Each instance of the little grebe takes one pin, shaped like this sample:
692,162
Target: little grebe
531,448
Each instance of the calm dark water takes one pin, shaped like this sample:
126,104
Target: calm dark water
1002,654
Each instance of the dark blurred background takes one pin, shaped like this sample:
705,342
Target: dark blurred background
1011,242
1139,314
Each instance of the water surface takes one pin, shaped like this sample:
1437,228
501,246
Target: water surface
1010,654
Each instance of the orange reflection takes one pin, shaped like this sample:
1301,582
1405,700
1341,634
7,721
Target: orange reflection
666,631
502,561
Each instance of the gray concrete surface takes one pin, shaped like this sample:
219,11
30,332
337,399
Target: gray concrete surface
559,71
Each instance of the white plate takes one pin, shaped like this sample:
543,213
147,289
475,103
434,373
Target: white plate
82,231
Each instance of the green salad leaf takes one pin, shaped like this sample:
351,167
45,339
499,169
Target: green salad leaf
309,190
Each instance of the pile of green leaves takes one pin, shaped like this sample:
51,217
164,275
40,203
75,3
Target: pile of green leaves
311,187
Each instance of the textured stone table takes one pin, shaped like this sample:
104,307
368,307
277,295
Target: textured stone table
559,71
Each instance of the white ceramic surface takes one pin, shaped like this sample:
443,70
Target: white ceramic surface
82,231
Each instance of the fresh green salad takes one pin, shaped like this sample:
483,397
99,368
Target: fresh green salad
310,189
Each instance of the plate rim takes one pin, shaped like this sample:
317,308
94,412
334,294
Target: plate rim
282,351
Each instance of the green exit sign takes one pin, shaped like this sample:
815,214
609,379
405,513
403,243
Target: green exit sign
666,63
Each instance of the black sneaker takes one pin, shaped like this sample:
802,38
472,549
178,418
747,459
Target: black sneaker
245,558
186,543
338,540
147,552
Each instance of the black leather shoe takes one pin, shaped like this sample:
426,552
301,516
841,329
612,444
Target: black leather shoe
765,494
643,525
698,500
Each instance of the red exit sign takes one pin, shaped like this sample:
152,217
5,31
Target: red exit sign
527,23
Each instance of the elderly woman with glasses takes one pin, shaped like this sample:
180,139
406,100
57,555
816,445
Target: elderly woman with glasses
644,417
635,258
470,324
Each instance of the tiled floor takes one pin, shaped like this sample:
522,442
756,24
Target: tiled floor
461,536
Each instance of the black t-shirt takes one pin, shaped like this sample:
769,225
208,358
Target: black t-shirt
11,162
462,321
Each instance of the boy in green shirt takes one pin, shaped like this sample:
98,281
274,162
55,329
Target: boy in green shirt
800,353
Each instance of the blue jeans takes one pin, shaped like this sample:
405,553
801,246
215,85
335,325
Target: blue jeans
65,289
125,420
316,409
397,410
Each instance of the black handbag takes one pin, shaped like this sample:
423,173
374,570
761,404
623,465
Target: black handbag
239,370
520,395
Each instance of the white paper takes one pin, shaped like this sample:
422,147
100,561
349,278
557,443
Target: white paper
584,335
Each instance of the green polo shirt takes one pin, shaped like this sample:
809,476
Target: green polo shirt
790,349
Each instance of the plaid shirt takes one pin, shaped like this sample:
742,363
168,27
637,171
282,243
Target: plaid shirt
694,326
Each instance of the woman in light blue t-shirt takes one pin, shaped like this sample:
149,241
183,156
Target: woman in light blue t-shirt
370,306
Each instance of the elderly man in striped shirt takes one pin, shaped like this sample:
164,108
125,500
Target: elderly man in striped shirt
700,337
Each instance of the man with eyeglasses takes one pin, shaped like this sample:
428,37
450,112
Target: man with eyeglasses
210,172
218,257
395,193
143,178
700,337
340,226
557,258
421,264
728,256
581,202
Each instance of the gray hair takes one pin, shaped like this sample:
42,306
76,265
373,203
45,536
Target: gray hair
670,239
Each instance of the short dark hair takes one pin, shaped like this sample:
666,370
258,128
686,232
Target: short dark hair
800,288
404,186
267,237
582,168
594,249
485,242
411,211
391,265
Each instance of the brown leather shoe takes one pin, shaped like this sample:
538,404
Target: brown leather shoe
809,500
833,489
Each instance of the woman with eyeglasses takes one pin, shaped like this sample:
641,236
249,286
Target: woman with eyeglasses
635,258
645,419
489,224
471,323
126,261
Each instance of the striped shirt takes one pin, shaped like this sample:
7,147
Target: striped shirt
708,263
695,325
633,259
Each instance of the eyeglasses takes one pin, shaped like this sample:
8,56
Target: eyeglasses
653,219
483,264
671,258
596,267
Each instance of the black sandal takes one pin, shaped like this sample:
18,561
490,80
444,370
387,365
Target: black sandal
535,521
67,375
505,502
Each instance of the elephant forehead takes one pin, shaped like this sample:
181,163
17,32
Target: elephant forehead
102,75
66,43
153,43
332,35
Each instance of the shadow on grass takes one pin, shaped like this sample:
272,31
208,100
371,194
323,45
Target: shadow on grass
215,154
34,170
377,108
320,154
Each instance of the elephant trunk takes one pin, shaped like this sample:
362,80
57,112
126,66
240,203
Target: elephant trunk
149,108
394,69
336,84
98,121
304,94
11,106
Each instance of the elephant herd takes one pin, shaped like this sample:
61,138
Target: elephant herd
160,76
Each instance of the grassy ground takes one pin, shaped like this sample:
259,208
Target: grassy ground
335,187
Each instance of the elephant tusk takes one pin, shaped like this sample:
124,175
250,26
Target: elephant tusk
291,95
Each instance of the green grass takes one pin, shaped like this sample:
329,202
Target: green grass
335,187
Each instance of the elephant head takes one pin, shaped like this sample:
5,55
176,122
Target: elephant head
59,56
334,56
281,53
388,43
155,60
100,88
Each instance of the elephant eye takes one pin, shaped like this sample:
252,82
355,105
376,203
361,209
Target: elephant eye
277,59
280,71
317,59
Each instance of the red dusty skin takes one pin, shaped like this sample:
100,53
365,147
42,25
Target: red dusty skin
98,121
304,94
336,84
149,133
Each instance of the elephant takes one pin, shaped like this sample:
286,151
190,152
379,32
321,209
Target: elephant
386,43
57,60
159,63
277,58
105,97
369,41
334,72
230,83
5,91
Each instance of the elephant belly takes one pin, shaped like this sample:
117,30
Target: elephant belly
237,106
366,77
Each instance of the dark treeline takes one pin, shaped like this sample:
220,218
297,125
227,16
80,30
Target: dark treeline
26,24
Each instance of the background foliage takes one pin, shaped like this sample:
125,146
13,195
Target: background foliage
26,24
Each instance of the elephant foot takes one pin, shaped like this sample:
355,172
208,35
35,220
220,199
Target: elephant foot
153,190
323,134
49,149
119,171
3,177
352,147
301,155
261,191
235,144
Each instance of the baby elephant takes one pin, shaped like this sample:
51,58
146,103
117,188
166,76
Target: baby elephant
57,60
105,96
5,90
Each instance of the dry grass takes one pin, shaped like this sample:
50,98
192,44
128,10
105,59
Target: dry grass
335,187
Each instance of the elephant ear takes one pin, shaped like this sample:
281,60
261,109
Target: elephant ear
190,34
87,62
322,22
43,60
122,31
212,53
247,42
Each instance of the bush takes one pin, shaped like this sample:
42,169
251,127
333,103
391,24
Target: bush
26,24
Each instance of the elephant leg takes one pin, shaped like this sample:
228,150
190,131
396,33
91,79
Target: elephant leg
□ □ □ □
# Your goal
Reproduce the entire listing above word for word, keeping every line unchanged.

# Exercise answer
Each instance of the little grebe takes one pin, shaped like this sample:
692,162
Target: little grebe
531,448
Each instance of the calm dark water takes one pin, shaped like this sample:
126,104
Target: calm dark water
1002,654
Each instance of the dark blurred background takes one pin, shaped like this sample:
705,342
Target: dark blurred background
1011,242
1139,314
Each instance of the water surface takes one pin, shaped like this sample:
1437,228
501,246
Target: water surface
1010,654
Each instance of the orange reflection takes one pin, shaped like this sample:
1301,582
1405,700
1341,634
7,721
Target: orange reflection
666,631
502,561
Each instance of the gray concrete surface takes one pin, shaped like this sample:
219,11
30,332
337,399
Target: gray concrete surface
559,71
Each instance of the white plate takes one pin, shaped like this sample:
543,213
147,289
475,103
434,373
Target: white plate
82,231
Each instance of the green salad leaf takes one pin, shaped like this sample:
351,167
45,339
499,169
Target: green salad leaf
309,190
Each instance of the pile of green leaves takes one pin, shaped like this sample:
51,217
164,275
40,203
75,3
Target: pile of green leaves
311,187
Each instance of the textured stone table takes one pin, shaped like this sample:
104,307
368,307
277,295
Target: textured stone table
559,71
Each instance of the white ceramic surface takes one pin, shaped like this sample:
443,70
Target: white ceramic surface
82,231
Each instance of the fresh green salad takes one pin, shaped like this sample:
483,397
99,368
Target: fresh green salad
310,189
Each instance of the plate rim takes one pin, shaped like this sample:
317,308
94,412
334,294
Target: plate rim
282,351
Each instance of the green exit sign takes one pin, shaped like this sample:
815,214
609,379
405,513
403,243
Target: green exit sign
666,63
Each instance of the black sneaker takes one pin, shaped like this sample:
802,38
472,549
178,418
747,459
Target: black sneaker
245,558
186,543
338,540
147,552
Each instance of the black leather shoe takes one pin, shaped like this sample:
426,552
301,516
841,329
612,444
Target: black leather shoe
765,494
643,525
698,500
Each instance of the red exit sign takes one pin, shaped like this sample:
152,217
5,31
Target: red exit sign
527,23
Each instance of the elderly woman with glasses takes one pin, shaped like this sample:
180,139
406,100
57,555
816,445
Target: elderly woman with glasses
644,417
635,258
470,324
Each instance of the tiled floor takes one pin, shaped like this sample:
522,442
756,24
Target: tiled floor
461,536
Each instance of the black t-shirt takes one pin, shaped like this sample:
769,225
208,358
Target: black t-shirt
11,162
462,321
Each instance of the boy in green shirt takes one pin, shaped like this sample:
98,281
274,162
55,329
Target: boy in green shirt
800,353
Each instance of the blue jeans takes one pin, shaped like this sample:
405,553
801,246
215,85
335,325
Target: blue jeans
65,289
125,420
316,409
397,410
Each instance of the black handbag takes one pin, shaped like this sample:
423,173
374,570
761,404
623,465
Target: black handbag
239,370
520,395
Each instance of the white paper takes one pin, shaped like this sample:
422,147
100,561
349,278
557,443
Target: white paper
584,335
Each instance of the green polo shirt takes one pin, shaped like this sample:
809,476
Target: green polo shirt
790,349
Each instance of the plaid shirt takes one pin, shaped like this sample:
742,363
168,27
637,171
282,243
Target: plaid shirt
694,326
Each instance of the woman in light blue t-shirt takes one pin, shaped like this sample:
149,241
183,156
Target: woman in light blue t-shirt
370,306
Each instance of the elderly man in striped shirt takes one pin, shaped like this sample:
164,108
125,500
Target: elderly man in striped shirt
700,337
Each instance of the man with eyeglasses takes one pin, shaped like this sample:
428,37
450,112
Target: man with eyeglasses
210,172
218,257
395,193
143,178
700,337
340,226
557,258
421,264
728,256
581,202
Each instance of the gray hair takes one pin, shaped like this sample:
42,306
76,265
373,203
45,536
Target: gray hair
670,239
Each instance of the short dark hair takes one pin, shaped like this sample:
666,370
258,128
686,232
Target: short dark hair
800,288
404,186
267,237
582,168
594,249
485,242
411,211
391,265
Each instance of the brown leather shoe takes one pin, shaped like this sample:
538,404
Target: brown leather shoe
809,500
833,489
Each instance of the woman with eyeglasses takes one pin, shaped like this sample:
641,236
249,286
Target: woman with eyeglasses
635,258
645,419
489,224
471,323
126,261
Each instance of the striped shirt takes one pin, shaped like this sample:
7,147
Target: striped shirt
708,263
695,325
633,259
Each instance of the eyeglasses takes one pin, shaped like this sample:
8,56
Target: eyeglasses
653,219
483,264
671,258
596,267
Each instance of the black sandal takes one pin, shaped like this sample:
18,561
490,80
444,370
387,365
Target: black sandal
535,521
67,375
505,502
Each instance of the elephant forehead takes one pin, shaped like this sample:
181,163
17,32
Target: elephant forehead
102,75
66,43
153,43
332,35
Each instance of the shadow on grass takes one pin, shaped like this sample:
272,31
208,100
371,194
323,45
Target: shadow on grass
215,154
34,170
377,108
320,154
Each instance of the elephant trunk takes one pin, shaped like this sample:
362,80
57,112
126,66
240,203
Target: elephant trunk
149,108
394,69
336,84
98,121
304,94
11,106
Each instance of the elephant herd takes one pin, shaped like this sample:
61,138
Target: elephant herd
160,76
Each instance of the grassy ground takes one pin, shaped like this sample:
259,208
Target: grassy ground
335,187
Each instance of the elephant tusk takes one pin, shaped like this sample:
124,175
250,26
Target: elephant tusk
291,95
Each instance of the green grass takes one pin, shaped like this sample:
329,202
Target: green grass
335,187
Each instance of the elephant head takes one pin, shaped like this sample:
5,55
176,122
Target: elephant head
59,56
334,56
281,53
388,43
155,60
100,88
Each instance of the elephant eye takes one pin, shaped like this sample:
252,82
355,105
376,203
361,209
Target: elephant eye
277,59
280,71
317,59
Each instance of the red dusty skin takes one pin, shaped like this sample:
100,53
365,147
42,25
Target: red dusty skin
98,121
304,94
336,84
149,133
Each instance of the elephant takes one pin, shaped like this sample:
286,151
190,152
379,32
321,209
Target: elephant
386,43
57,60
159,63
277,58
105,97
369,41
334,72
230,83
5,91
Each instance of the elephant belly takes one pin, shaped like this sample:
117,30
Target: elephant belly
237,106
366,77
Each instance of the dark treeline takes one pin, shaped like this sample:
220,218
297,125
227,16
80,30
Target: dark treeline
26,24
Each instance of the background foliage takes one pin, shaped like this sample:
125,146
13,195
Target: background foliage
26,24
Each instance of the elephant foot takes one pin, shaped like this sample:
355,172
208,35
35,220
220,199
Target: elephant foot
153,190
323,134
49,149
119,171
3,177
352,147
301,155
261,191
235,144
Each instance of the baby elephant takes one pin, shaped like this sample:
51,58
146,103
117,188
166,76
Target: baby elephant
57,60
105,96
5,90
Each instance of the dry grass takes one pin, shaped like this sample:
50,98
192,44
128,10
105,59
Target: dry grass
335,187
Each instance of the elephant ear takes one pin, shaped like this sample:
281,60
261,109
Target: elephant ear
190,34
87,62
322,22
43,60
122,31
212,53
247,42
Each instance of the bush takes one pin, shaped like this sample:
42,169
251,127
333,103
391,24
Target: bush
26,24
Each instance of the elephant leg takes one pin, shaped like this sample:
228,150
190,131
396,33
91,79
Target: elephant leg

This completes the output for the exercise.